Items from a data source

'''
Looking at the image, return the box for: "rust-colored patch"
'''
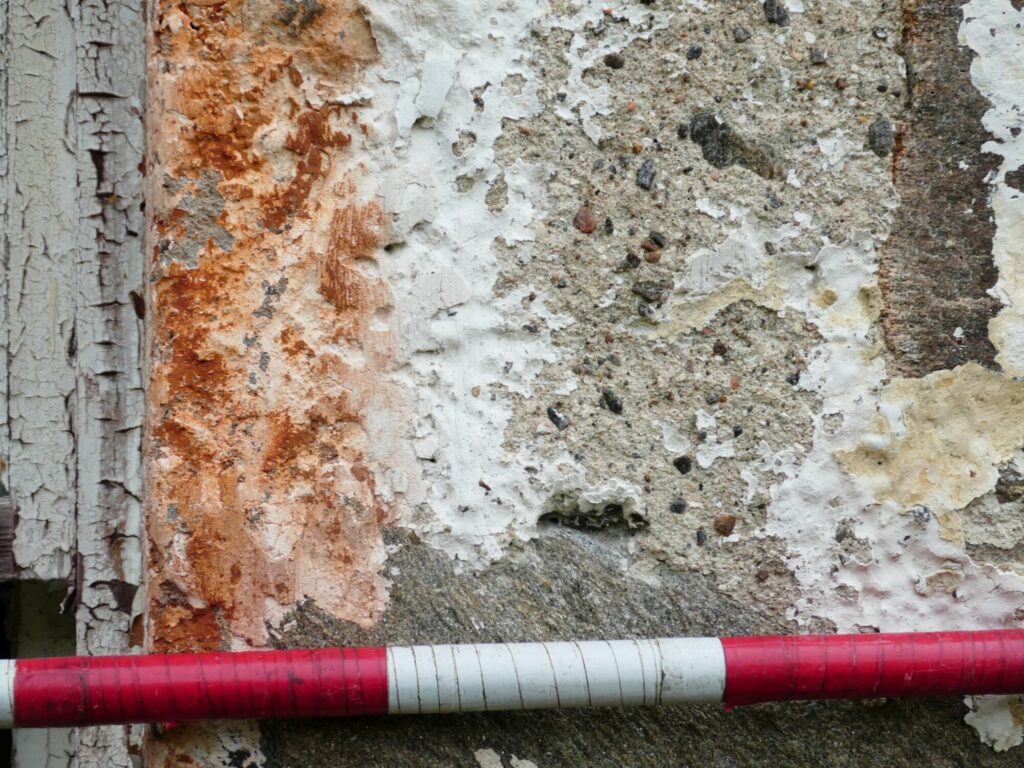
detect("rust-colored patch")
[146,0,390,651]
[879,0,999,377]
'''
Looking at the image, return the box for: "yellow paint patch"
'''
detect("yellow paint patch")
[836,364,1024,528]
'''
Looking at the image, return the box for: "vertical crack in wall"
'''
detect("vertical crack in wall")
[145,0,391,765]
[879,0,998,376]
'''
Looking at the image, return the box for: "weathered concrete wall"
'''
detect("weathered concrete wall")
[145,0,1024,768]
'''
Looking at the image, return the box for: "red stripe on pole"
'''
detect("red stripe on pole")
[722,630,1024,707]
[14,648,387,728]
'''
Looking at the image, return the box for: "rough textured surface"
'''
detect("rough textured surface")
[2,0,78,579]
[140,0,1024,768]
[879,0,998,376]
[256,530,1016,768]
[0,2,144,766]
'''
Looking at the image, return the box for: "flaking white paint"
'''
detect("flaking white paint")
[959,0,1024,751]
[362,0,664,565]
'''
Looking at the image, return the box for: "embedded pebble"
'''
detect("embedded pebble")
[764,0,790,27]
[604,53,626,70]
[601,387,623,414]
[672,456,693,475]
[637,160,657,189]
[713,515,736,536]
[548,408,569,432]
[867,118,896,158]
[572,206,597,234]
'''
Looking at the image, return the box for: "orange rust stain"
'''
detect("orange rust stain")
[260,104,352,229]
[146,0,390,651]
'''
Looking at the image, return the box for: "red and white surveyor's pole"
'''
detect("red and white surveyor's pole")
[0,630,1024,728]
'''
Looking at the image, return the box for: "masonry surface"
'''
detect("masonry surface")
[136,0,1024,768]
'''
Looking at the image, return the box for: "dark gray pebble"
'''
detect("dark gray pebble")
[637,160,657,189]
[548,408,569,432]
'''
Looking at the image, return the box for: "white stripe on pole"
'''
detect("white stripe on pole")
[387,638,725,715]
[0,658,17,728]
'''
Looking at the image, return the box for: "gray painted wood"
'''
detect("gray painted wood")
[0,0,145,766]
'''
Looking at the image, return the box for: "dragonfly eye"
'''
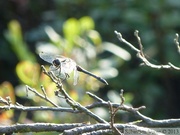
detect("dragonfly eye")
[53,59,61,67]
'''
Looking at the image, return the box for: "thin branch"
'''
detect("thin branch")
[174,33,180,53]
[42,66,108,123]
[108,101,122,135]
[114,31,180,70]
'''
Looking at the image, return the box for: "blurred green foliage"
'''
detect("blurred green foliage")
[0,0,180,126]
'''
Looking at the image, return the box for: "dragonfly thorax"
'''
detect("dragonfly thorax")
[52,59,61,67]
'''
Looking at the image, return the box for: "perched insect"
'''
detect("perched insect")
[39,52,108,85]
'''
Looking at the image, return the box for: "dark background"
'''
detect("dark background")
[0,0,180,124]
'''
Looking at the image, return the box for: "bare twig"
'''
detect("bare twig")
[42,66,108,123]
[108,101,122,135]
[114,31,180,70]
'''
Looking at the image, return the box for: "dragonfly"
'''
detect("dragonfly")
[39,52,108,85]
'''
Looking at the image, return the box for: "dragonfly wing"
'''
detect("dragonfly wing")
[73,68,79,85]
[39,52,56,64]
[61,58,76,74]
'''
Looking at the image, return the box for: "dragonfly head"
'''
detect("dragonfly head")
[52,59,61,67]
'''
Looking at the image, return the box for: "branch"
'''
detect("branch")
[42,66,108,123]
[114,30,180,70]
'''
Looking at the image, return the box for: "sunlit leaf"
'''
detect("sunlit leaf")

Instructions for the task:
Rescale the lines that run from the start of the records through the line containing "[145,0,1024,768]", repeating each one with its request included. Multiply every bounding-box coordinate in the answers by 0.6, round each result to a whole number with halves going up, and leave out the pictures.

Response to the task:
'''
Looking at the image, return the box for: "rust-colored patch"
'''
detect("rust-colored patch")
[88,0,234,391]
[527,0,599,226]
'''
Looking at the image, return the box for: "yellow paint patch"
'''
detect("yellow paint patch")
[502,218,614,317]
'''
Looking at the image, return the box for: "vertical crack in wall"
'''
detect("vertical crack in wall")
[87,0,235,459]
[527,0,599,226]
'''
Looking at the image, return the box for: "weathered concrete wall"
'''
detect("weathered concrete wall")
[87,0,614,461]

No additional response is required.